選択テキスト -
スーさん、さらにマーラーを聴く

11月12日(火)

先週の金曜日は、午後からお休みをもらって再び横浜へ。
その前の週に引き続いて、エリアフ・インバル指揮、東京都交響楽団によるマーラーの交響曲第7番を聴くためである。

昨今のマーラー人気の高まりの中でも、この「夜の歌」と題されている7番のシンフォニーは、ほとんど実際の演奏機会に恵まれない曲として扱われてきた。
なぜか?
たぶん、「目玉」となる楽章がないからだ。
いや、そんなことはない、第1楽章のテナー・ホルンのソロも印象的だし、第4楽章のアンダンテ・アモローソ(愛情に満ちて)も魅力的な音楽だし、何より第5楽章のはじける明るさがあるではないか、と思われる向きもあろう。
確かに、どの楽章にも随所にマーラーらしい美しい旋律や印象的なパッセージは聴けるのだが、それが処々に散りばめられているだけなので、どうしても楽章全体としての印象が乏しくなってしまうのだ。

マーラーのそれまでの交響曲には、それぞれ目玉となるような楽章があった。
1、4、6番は第3楽章、2、3、9番は終楽章、5番は第4楽章、8番は第2部、大地の歌はほとんど全ての楽章が、何度も何度も繰り返し聴きたくなるような楽章であるのに対して、この7番にはそのような印象的な楽章がないのである。

資料 -
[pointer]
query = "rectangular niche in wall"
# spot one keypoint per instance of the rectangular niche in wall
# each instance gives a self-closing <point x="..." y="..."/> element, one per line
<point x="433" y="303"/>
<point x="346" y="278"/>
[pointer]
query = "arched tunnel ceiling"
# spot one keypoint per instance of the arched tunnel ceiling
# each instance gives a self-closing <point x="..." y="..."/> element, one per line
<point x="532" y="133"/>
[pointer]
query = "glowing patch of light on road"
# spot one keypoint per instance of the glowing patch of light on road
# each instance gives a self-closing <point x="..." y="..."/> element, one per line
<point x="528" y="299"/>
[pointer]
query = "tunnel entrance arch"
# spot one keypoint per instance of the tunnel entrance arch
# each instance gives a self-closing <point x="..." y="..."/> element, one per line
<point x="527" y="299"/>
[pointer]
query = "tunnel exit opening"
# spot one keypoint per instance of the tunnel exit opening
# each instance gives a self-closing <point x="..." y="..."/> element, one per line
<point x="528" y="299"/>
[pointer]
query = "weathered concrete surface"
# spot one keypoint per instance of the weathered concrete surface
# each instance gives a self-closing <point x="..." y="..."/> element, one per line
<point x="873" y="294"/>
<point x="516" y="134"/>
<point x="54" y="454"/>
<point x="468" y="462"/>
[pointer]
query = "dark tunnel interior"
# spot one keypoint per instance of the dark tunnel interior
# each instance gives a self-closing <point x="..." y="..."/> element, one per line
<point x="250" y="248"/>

課題の説明 - マーラーの交響曲第7番についての文章では、この交響曲は何と題されていると述べられていますか。

この課題の解答 - 「夜の歌」と題されています。